# Document excerpt:
-- start --

How to Grow Brussel Sprouts Featured Image

Learning how to grow brussel sprouts isn’t as hard as you might think. Brussels sprouts belong to the species Brassica Oleraceae, which includes cabbages broccoli calabrese and cauliflowers. Thus they grow from small, round, black seeds. You’ll be interested to learn sprouts are just mini-cabbages. They are a long-maturing, traditionally winter vegetable, but various cultivars have in recent decades been bred to allow for an extended period of cropping.

Most sprouts are green, but there are reddish-purple varieties, one of which I grew last year, which cropped well.

Planting Your Sprouts

You can plant them in mid-spring on ground vacated by harvested peas and beans. Members of the Brassica family require a soil pH of about 7, so they like a bit of lime. If you have acid soil, give a top dressing of lime, not overmuch, just thinly. If you’re unsure about your soils pH levels, we’d recommend checking with a soil measuring meter.

Begin by digging and preparing a bed. The soil should be well-hoed and clear of weeds, particularly large ones. Sprouts are like all brassicas quite demanding on soil nutrients, so the bed needs to be fertile. Apply a base dressing about ten days before planting. This could be a balanced fertilizer, or it could be manure. It is vital that the manure be well-rotted and not freshly applied immediately before planting; otherwise, the sprouts suffer. I like to use pelleted chicken manure.

Sow seeds under cover in late winter or early spring and maintain at a temperature of 18C. Then after germination, keep at a 10C temperature. If the seeds were sown thickly in a seed tray thin out the redundant ones. Transplant to modules at least 5cm deep, this ensures the development of a firm taproot, which will prevent the plants from keeling over. These can be planted out in early to mid spring. These early sowings give you an earlier crop.

Alternatively, sow seeds in a prepared seedbed in early to mid spring. If you have sufficient seeds plant two or three in the same place and discard the weaker ones.

If you purchase seedlings from a nursery or garden center plant them out in early to mid spring. There are dwarf varieties that should be planted 75cm apart, whereas standard types need to be 90cm apart, that is about 3 feet. This is because sprouts are large plants that need much space.

-- end --

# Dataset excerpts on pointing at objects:
-- start --

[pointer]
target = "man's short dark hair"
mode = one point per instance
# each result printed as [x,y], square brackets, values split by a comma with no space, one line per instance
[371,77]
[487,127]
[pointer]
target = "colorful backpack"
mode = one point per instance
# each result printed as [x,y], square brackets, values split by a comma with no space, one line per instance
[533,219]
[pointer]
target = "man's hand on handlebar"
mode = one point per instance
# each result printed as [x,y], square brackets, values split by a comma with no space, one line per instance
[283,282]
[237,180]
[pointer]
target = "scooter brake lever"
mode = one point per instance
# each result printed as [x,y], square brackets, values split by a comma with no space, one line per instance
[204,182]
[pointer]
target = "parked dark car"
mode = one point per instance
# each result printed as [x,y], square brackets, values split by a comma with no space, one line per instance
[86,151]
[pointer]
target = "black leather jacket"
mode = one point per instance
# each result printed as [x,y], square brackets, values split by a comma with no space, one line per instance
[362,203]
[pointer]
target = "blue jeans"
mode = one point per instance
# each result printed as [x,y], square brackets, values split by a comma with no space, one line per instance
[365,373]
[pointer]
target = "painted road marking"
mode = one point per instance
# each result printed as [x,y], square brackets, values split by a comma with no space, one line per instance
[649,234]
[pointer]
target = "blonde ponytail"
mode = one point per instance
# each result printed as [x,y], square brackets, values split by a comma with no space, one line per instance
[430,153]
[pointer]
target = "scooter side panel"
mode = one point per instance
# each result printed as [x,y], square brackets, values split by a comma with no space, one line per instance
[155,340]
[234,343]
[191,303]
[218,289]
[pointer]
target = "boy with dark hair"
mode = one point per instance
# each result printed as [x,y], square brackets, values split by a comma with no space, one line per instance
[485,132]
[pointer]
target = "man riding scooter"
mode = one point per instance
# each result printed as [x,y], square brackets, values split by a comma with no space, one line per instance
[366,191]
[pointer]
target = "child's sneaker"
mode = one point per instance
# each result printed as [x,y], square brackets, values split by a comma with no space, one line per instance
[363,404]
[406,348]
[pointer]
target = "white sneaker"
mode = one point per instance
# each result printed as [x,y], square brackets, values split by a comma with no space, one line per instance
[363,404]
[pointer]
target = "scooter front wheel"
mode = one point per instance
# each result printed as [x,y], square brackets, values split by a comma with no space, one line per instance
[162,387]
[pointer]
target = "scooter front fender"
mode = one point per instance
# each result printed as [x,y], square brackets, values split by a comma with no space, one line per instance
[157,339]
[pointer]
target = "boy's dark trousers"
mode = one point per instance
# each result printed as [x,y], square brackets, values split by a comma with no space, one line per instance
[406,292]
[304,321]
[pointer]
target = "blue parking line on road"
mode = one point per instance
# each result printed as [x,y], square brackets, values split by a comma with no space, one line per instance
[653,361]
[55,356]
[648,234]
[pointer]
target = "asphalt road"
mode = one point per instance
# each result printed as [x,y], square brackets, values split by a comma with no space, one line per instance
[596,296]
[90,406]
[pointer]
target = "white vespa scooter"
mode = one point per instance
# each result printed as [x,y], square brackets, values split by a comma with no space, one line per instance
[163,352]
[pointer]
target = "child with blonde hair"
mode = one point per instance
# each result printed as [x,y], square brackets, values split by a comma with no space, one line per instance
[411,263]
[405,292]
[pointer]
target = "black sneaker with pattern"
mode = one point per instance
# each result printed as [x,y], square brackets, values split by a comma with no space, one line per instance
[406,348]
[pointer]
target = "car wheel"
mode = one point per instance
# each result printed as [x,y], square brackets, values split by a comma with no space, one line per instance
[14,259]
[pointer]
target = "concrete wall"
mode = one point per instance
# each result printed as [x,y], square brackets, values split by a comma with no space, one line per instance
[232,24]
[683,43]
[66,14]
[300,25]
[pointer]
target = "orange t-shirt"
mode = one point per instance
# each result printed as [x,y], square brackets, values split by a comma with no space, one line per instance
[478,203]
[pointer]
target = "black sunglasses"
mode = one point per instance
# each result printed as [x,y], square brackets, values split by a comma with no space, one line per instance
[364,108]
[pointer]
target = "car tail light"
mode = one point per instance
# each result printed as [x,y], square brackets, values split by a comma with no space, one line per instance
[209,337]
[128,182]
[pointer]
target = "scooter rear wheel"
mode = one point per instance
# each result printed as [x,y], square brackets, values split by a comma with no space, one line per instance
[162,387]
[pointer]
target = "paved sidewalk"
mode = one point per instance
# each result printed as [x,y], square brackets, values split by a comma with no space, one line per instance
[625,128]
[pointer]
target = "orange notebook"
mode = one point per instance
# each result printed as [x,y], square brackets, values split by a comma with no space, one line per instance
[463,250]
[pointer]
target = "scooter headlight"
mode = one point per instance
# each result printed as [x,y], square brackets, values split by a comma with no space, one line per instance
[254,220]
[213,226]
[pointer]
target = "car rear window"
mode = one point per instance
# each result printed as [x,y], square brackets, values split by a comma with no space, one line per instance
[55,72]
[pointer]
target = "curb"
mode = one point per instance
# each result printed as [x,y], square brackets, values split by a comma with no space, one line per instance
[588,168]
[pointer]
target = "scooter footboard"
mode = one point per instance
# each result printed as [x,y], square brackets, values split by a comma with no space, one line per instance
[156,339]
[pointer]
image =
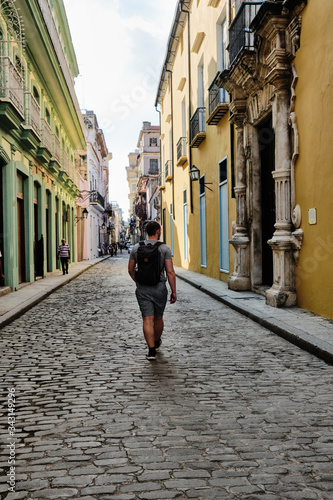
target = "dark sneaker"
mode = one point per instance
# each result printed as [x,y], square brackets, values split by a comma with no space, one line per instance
[151,354]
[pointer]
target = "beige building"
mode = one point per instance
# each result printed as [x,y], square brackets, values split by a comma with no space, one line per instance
[132,175]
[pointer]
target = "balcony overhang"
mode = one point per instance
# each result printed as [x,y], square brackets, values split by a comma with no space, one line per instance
[198,139]
[217,114]
[182,161]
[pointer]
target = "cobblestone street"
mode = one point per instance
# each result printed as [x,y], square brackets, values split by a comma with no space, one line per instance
[227,411]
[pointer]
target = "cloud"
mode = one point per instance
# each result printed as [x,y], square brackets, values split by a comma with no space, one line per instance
[120,48]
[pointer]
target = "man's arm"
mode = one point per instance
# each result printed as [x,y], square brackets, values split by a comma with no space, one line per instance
[131,269]
[172,279]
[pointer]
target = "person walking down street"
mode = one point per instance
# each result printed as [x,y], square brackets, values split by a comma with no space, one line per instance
[148,263]
[64,253]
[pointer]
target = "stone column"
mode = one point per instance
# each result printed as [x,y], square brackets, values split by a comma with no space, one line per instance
[282,293]
[240,279]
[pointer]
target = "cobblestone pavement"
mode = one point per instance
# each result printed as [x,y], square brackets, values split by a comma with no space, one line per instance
[228,410]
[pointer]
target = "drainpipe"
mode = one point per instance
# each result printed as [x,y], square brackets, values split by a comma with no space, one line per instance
[189,98]
[160,122]
[172,147]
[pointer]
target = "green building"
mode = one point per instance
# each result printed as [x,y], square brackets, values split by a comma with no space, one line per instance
[40,128]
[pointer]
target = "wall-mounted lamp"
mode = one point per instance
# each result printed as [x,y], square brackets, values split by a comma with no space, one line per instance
[194,173]
[84,215]
[195,176]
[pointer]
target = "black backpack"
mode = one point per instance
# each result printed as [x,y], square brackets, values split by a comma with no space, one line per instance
[148,264]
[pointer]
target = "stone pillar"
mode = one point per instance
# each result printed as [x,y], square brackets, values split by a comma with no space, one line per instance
[240,279]
[282,293]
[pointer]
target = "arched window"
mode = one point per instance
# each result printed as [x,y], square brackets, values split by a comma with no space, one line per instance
[18,65]
[35,94]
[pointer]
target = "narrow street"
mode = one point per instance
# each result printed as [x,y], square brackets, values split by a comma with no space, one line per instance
[227,411]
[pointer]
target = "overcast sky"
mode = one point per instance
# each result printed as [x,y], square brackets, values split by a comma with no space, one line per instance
[120,47]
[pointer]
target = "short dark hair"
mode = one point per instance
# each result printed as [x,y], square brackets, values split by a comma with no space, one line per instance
[152,227]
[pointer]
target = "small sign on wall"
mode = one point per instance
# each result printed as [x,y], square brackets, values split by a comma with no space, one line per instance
[312,216]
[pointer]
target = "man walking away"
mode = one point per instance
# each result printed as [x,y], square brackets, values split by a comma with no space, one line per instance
[64,253]
[148,262]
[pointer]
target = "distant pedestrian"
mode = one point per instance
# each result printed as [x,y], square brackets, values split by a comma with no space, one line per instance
[148,262]
[64,253]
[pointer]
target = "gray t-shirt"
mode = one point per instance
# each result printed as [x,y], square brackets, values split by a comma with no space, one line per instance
[165,254]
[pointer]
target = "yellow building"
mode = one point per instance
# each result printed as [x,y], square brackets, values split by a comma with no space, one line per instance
[275,137]
[132,175]
[196,135]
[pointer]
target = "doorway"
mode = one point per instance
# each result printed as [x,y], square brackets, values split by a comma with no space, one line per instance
[1,226]
[20,229]
[268,217]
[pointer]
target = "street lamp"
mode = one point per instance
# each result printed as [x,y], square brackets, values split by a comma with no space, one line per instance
[194,173]
[84,216]
[195,176]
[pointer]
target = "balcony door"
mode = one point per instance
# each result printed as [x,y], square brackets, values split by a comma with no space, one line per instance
[267,160]
[224,216]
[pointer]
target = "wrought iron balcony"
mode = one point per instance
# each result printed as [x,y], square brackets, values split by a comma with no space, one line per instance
[168,170]
[218,103]
[240,36]
[97,198]
[56,150]
[32,114]
[197,128]
[46,133]
[11,90]
[181,152]
[65,162]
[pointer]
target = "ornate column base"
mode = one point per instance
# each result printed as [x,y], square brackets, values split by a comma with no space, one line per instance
[240,279]
[282,293]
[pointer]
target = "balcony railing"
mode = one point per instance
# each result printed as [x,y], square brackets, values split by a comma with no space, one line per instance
[96,197]
[181,151]
[56,150]
[151,149]
[197,128]
[65,162]
[168,170]
[11,85]
[240,36]
[32,114]
[218,104]
[46,133]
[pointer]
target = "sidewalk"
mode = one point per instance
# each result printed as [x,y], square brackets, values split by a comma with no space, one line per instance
[310,332]
[302,328]
[14,304]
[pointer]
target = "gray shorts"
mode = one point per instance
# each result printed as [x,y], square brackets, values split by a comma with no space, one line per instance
[152,299]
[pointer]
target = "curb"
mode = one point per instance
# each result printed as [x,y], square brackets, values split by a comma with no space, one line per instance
[14,314]
[297,337]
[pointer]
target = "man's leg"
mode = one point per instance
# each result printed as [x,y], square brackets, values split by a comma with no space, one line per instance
[148,330]
[158,327]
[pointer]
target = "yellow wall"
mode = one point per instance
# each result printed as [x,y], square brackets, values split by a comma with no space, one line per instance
[314,168]
[214,148]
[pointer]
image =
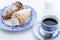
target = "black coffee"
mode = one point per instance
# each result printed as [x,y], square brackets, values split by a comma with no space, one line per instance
[50,21]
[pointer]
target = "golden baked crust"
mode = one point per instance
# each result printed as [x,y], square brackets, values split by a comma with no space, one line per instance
[9,12]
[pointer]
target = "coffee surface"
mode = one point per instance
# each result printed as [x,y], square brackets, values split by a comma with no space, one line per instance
[50,21]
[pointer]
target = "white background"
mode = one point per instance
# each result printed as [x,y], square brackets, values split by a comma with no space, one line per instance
[27,34]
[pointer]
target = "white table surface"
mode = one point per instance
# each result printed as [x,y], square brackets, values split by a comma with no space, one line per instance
[27,34]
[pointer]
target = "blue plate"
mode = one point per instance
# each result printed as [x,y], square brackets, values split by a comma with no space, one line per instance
[21,27]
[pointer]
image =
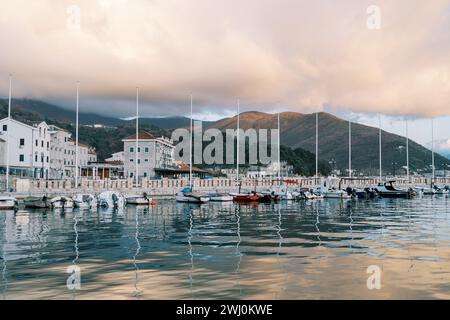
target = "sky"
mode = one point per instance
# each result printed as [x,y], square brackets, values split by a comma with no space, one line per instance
[354,58]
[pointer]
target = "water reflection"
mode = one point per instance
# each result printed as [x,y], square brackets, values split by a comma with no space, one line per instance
[318,249]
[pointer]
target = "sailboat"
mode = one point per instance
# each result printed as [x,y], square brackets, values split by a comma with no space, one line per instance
[187,195]
[242,196]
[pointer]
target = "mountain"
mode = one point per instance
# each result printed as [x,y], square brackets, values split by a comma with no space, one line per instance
[298,131]
[44,111]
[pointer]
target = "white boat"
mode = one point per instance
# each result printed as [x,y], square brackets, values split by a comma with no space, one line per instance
[111,199]
[8,203]
[186,195]
[333,192]
[37,202]
[85,201]
[144,199]
[61,202]
[219,197]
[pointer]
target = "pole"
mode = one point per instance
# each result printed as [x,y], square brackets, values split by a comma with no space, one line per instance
[190,149]
[407,151]
[279,150]
[76,138]
[7,133]
[349,148]
[237,146]
[317,144]
[432,150]
[137,137]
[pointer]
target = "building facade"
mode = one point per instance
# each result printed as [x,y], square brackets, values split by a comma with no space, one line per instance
[152,153]
[28,148]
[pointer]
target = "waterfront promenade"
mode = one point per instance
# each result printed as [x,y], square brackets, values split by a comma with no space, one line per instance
[169,187]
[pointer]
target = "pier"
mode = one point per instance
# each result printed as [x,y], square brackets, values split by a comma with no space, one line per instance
[167,188]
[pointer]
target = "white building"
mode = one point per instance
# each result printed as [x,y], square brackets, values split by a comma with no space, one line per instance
[63,154]
[29,148]
[152,153]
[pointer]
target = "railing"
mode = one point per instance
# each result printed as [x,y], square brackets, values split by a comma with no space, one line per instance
[171,186]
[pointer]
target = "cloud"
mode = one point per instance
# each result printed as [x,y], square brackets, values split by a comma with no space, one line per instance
[302,55]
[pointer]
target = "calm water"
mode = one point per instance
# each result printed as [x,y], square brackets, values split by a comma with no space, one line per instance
[293,250]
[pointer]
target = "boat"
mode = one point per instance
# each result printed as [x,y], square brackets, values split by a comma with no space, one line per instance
[144,199]
[85,201]
[219,197]
[61,202]
[7,202]
[333,192]
[188,196]
[246,197]
[387,190]
[37,202]
[111,199]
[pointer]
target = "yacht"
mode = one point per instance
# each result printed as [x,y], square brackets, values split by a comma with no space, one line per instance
[7,202]
[85,201]
[37,202]
[61,202]
[387,190]
[144,199]
[111,199]
[188,196]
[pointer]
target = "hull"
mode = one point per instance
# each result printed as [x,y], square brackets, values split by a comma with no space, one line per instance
[36,203]
[191,199]
[246,197]
[139,201]
[8,204]
[220,198]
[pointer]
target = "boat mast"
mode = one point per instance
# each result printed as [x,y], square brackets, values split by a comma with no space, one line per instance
[76,137]
[379,145]
[407,150]
[349,148]
[237,147]
[432,151]
[190,148]
[279,150]
[137,137]
[7,133]
[317,144]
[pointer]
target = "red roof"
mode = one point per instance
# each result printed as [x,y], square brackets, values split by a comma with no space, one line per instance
[142,136]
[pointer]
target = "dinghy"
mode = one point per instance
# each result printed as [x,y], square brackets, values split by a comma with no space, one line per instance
[139,200]
[85,201]
[61,202]
[37,202]
[8,203]
[111,199]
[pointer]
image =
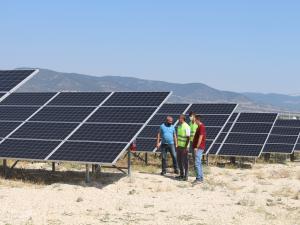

-- end --

# Problem details:
Repeat word for word the part of the text on growing sprouts that begins at "Begin by digging" and stops after "pelleted chicken manure.". Work only from the text on growing sprouts.

# Full answer:
Begin by digging and preparing a bed. The soil should be well-hoed and clear of weeds, particularly large ones. Sprouts are like all brassicas quite demanding on soil nutrients, so the bed needs to be fertile. Apply a base dressing about ten days before planting. This could be a balanced fertilizer, or it could be manure. It is vital that the manure be well-rotted and not freshly applied immediately before planting; otherwise, the sprouts suffer. I like to use pelleted chicken manure.